• Assignment: Write each entry out again exactly as it was given.

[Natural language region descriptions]

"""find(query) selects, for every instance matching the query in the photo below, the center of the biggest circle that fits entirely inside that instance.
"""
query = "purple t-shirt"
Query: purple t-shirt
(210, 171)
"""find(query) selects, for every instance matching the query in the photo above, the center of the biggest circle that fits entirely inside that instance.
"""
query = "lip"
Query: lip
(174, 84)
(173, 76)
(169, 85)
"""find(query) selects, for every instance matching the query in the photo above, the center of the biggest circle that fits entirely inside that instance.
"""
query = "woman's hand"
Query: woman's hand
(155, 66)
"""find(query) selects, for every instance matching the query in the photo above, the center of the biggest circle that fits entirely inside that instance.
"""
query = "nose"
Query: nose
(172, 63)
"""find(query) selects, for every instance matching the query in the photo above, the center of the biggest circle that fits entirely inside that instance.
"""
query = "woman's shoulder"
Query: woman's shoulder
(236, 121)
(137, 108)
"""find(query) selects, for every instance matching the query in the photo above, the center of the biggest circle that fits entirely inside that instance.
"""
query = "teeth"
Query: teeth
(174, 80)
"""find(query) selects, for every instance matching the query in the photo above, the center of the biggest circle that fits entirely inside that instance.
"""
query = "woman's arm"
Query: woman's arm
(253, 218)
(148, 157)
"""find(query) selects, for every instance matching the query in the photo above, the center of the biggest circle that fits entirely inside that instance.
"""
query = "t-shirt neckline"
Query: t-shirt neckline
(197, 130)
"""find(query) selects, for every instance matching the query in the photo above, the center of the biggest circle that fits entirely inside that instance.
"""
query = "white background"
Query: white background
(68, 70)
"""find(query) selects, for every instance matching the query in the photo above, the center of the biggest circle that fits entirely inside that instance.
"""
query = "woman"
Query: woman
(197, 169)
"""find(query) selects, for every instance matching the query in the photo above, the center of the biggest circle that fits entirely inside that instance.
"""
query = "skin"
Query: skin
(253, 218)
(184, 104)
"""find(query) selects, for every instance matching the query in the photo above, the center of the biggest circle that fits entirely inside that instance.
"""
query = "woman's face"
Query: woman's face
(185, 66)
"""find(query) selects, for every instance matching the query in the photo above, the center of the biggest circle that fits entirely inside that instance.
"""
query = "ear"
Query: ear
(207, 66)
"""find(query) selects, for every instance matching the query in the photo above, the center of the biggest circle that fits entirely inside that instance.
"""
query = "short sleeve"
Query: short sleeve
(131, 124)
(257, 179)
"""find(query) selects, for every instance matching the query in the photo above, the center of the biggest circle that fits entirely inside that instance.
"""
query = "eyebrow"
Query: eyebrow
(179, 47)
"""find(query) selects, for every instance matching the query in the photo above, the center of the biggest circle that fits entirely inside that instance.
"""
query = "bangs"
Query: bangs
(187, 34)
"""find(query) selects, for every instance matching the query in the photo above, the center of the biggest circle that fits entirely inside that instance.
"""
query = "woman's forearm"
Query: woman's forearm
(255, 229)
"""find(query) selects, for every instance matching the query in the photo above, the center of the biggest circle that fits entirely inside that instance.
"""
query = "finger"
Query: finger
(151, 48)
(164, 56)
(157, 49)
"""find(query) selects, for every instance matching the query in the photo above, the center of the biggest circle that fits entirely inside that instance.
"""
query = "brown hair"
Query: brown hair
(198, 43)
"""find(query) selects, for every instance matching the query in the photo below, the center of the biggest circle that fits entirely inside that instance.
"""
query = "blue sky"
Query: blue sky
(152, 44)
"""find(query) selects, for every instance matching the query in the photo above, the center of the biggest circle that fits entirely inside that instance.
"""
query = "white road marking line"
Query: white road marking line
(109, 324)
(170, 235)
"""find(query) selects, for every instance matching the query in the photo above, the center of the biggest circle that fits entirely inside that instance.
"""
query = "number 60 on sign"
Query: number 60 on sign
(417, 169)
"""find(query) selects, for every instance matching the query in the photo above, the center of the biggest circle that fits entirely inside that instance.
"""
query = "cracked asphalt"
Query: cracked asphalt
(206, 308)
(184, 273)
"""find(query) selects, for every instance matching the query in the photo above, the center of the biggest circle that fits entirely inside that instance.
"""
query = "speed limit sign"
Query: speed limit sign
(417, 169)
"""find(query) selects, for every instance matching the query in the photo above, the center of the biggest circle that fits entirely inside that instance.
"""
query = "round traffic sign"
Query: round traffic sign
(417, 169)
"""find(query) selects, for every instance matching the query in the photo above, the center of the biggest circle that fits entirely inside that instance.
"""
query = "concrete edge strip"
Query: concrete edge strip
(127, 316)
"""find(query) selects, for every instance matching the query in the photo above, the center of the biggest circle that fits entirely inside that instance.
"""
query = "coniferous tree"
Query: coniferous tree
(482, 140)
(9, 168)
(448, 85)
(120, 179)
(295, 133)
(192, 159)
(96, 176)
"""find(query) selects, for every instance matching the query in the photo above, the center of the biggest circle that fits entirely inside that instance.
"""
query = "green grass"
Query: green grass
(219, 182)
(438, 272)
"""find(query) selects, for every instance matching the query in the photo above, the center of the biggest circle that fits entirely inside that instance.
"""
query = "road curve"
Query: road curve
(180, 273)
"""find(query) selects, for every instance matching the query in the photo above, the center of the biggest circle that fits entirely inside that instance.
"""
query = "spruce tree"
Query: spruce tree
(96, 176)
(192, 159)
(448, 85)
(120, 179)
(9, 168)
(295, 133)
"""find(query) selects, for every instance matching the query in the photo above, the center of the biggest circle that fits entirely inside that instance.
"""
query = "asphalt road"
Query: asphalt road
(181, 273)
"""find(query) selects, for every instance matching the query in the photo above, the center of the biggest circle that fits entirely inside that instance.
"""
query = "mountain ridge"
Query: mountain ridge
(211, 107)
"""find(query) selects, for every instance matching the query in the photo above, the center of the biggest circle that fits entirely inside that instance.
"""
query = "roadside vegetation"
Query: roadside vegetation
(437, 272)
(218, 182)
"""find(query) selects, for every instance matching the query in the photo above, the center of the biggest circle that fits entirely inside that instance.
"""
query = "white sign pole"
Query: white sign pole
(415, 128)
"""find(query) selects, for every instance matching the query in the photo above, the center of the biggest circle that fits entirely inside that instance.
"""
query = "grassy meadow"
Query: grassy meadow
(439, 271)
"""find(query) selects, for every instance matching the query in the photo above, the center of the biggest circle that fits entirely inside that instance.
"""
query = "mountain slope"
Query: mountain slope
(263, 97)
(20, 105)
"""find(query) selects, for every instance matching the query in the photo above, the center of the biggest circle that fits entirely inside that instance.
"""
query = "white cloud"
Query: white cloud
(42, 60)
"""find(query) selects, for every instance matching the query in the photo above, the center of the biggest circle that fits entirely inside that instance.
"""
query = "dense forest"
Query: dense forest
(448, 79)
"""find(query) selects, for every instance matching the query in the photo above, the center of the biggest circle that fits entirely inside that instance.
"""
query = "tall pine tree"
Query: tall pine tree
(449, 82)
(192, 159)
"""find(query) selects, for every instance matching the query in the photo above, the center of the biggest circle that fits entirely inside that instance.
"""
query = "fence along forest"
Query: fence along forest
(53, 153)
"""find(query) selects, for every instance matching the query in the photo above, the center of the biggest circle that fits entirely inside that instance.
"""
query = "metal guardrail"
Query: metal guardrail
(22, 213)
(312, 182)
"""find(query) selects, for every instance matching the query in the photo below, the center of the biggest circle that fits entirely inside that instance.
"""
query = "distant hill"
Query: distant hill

• Reply to the task:
"""find(query) selects, for every instance matching the query in the photo below, the center of the biggest circle that fits entirely inside that instance.
"""
query = "purple t-shirt"
Query: purple t-shirt
(210, 171)
"""find(query) selects, for every instance matching the query in the photo above, the center of the biggest circle that fits entirely inside that instance.
"""
query = "lip"
Query: lip
(174, 84)
(173, 76)
(169, 85)
"""find(query) selects, for every instance matching the query in the photo above, the center of the biggest circle that fits entirely inside that instance.
"""
query = "woman's hand"
Query: woman's hand
(155, 66)
"""find(query) selects, for every instance matching the query in the photo above, the center of the biggest circle that fits entirely inside that instance.
"""
query = "nose"
Query: nose
(172, 63)
"""find(query) selects, for every instance matching the query in the photo above, the center of the biggest circle that fits entirely inside that instance.
"""
query = "woman's shoulder"
Query: woman's shoulder
(236, 121)
(137, 108)
"""find(query) selects, for every instance matching the query in the photo above, the center of the biggest circle that fits entirely inside that instance.
"""
query = "teeth"
Query: teeth
(174, 80)
"""find(query) selects, for every instance matching the query in the photo above, the center of the biggest circle that fits entirely inside that instance.
"""
query = "woman's arm"
Query: woman's arm
(253, 218)
(148, 157)
"""find(query) selects, for every instance matching the query in the photo above, the center of the biggest circle that fits entirely inside that instance.
"""
query = "t-shirt neckline"
Query: t-shirt neckline
(197, 130)
"""find(query) selects, for every instance matching the query in the photo above, the center of the biggest circle that fits entirely inside that instance.
"""
query = "white background"
Query: white background
(68, 70)
"""find(query) selects, for every instance matching the query in the photo above, the center of the biggest circle that fits entirely inside that instance.
"""
query = "woman"
Query: woman
(197, 169)
"""find(query) selects, for every instance matching the query in the photo above, the center of the biggest circle that fits entirely inside that instance.
"""
query = "skin"
Query: skin
(253, 218)
(184, 104)
"""find(query) selects, for every instance matching the query in the photo above, the center of the biggest circle that fits entirely inside that instance.
"""
query = "woman's face"
Query: woman's face
(185, 66)
"""find(query) selects, for every instance matching the query in the photo above, the center of the biggest circle that fits entirely inside that instance.
"""
query = "ear"
Query: ear
(207, 66)
"""find(query) selects, for every instance matching the query in the photo above, the center of the biggest circle that fits entirely inside that instance.
"""
query = "short sleeve"
Query: short sleeve
(131, 124)
(257, 179)
"""find(query) selects, for every instance matching the query in the photo above, the center of the biggest circle that fits entirely inside that instance.
"""
query = "eyebrow"
Query: eyebrow
(179, 47)
"""find(query) selects, for every instance matching the query in the photo above, the center of the biggest circle that fits entirely inside that instance.
"""
query = "bangs"
Query: bangs
(187, 34)
"""find(query) selects, for every instance matching the query in the photo above, the center of the biggest circle that fits entirely inside that instance.
"""
query = "woman's forearm"
Query: woman's forearm
(255, 229)
"""find(query) selects, for every instance matching the query in the photo above, the center of the biggest circle that fits entirely inside that instance.
"""
query = "finger"
Query: finger
(151, 48)
(164, 56)
(157, 49)
"""find(query) selects, for every instance matching the query in the photo above, the center of the biggest circle that fits entirely inside that instance.
"""
query = "brown hair"
Query: brown hair
(198, 43)
"""find(query) selects, for every instance matching the query in the photo below, the center of the biggest circle that fits entirely inside that instance.
"""
query = "blue sky"
Query: blue sky
(152, 44)
"""find(query) selects, for every instance matching the query in the photo above, the center of the biggest circle that fits entirely inside that instance.
"""
query = "white road marking line"
Query: white road marking line
(109, 324)
(170, 235)
"""find(query) selects, for every instance matching the query in the photo above, the center of the biggest circle that fits entirely inside that instance.
"""
query = "number 60 on sign"
Query: number 60 on sign
(417, 169)
"""find(query) selects, for every instance matching the query in the photo above, the center of the biggest circle that fits entirely inside that instance.
"""
query = "cracked asphalt"
Query: cracked asphalt
(206, 308)
(184, 273)
"""find(query) selects, for every instance matching the query in the photo above, the center of the biggest circle that fits entirely inside that instance.
"""
query = "speed limit sign"
Query: speed limit sign
(417, 169)
"""find(query) selects, for every instance matching the query in the photo above, the center of the biggest circle that fits entirely inside that instance.
"""
query = "round traffic sign"
Query: round traffic sign
(417, 169)
"""find(query) selects, for every instance matching the query in the photo above, the center of the biggest circle that fits entirely inside that instance.
"""
query = "concrete edge strip"
Query: concrete edge strip
(127, 316)
"""find(query) selects, for every instance matching the query in the photo above, the center of the biggest circle that fits entirely inside that instance.
"""
query = "coniferous tree"
Query: coniferous tree
(482, 140)
(9, 168)
(448, 85)
(120, 179)
(295, 133)
(192, 159)
(96, 176)
"""find(query) selects, for every instance matching the query in the photo above, the center of the biggest circle that fits entirely inside that instance.
"""
query = "green grass"
Query: green grass
(219, 182)
(438, 272)
"""find(query) selects, for every instance matching the query in the photo above, the center of the biggest circle that fits entirely inside that instance.
"""
query = "road curve"
Query: road curve
(180, 273)
"""find(query) selects, for every instance matching the query in the photo above, the center of the biggest circle that fits entirely inside that instance.
"""
query = "spruce tree"
Query: spruce tree
(96, 176)
(192, 159)
(448, 85)
(120, 179)
(9, 168)
(295, 133)
"""find(query) selects, for every instance matching the query in the photo above, the center of the biggest circle that fits entirely inside that instance.
"""
query = "asphalt road"
Query: asphalt road
(181, 273)
"""find(query) selects, for every instance matching the query in the photo above, the center of the biggest circle that fits entirely inside that instance.
"""
query = "mountain ridge"
Query: mountain ridge
(211, 107)
"""find(query) selects, for every instance matching the query in the photo above, the center of the biggest circle that fits entirely inside that instance.
"""
query = "roadside vegetation"
Query: roadside vegetation
(437, 272)
(218, 182)
"""find(query) selects, for every instance matching the query in the photo above, the center of the biggest circle that fits entirely inside that instance.
"""
query = "white sign pole"
Query: white sign pole
(415, 128)
"""find(query) selects, for every instance matching the query in the photo above, the center of the biggest circle that fits entirely inside that instance.
"""
query = "grassy meadow"
Query: grassy meadow
(439, 271)
"""find(query) selects, for every instance matching the query in the photo above, the center of the biggest circle that fits entirely inside that instance.
"""
query = "mountain slope"
Query: mountain slope
(263, 97)
(20, 105)
"""find(query) selects, for every instance matching the query in the photo above, the center of the biggest circle that fits entirely inside that instance.
"""
query = "white cloud"
Query: white cloud
(42, 60)
"""find(query) selects, for every instance matching the query in the photo above, the center of the biggest circle that fits entirely inside that instance.
"""
query = "dense forest"
Query: dense forest
(448, 79)
"""find(query) selects, for every instance matching the query in the photo above, the center of the biggest circle that fits entirely inside that instance.
"""
query = "tall pine tree"
Query: tall pine tree
(449, 82)
(192, 159)
"""find(query) selects, for every instance matching the query in the photo above, the center of the biggest circle that fits entirely inside that instance.
"""
query = "fence along forest"
Query: fence along forest
(53, 153)
"""find(query) selects, for every instance matching the query in the photo above, the center of the biggest circle that fits entirely inside that instance.
"""
query = "metal guardrail"
Query: metal guardrail
(22, 213)
(312, 182)
"""find(query) selects, for every instance matching the query in the photo below, the center of the biggest circle that fits entirely inside that instance.
"""
query = "distant hill"
Query: distant hill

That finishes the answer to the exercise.